Exercise requirements:
Return the following items unchanged, reproducing every line in its original order.

Record extracts:
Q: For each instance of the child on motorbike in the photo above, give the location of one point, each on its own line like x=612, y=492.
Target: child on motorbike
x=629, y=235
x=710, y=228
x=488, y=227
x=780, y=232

Correct response:
Q: For each instance of the child on motorbike in the photo above, give the location of one point, each on its own line like x=612, y=492.
Target: child on motorbike
x=629, y=235
x=710, y=228
x=488, y=227
x=780, y=232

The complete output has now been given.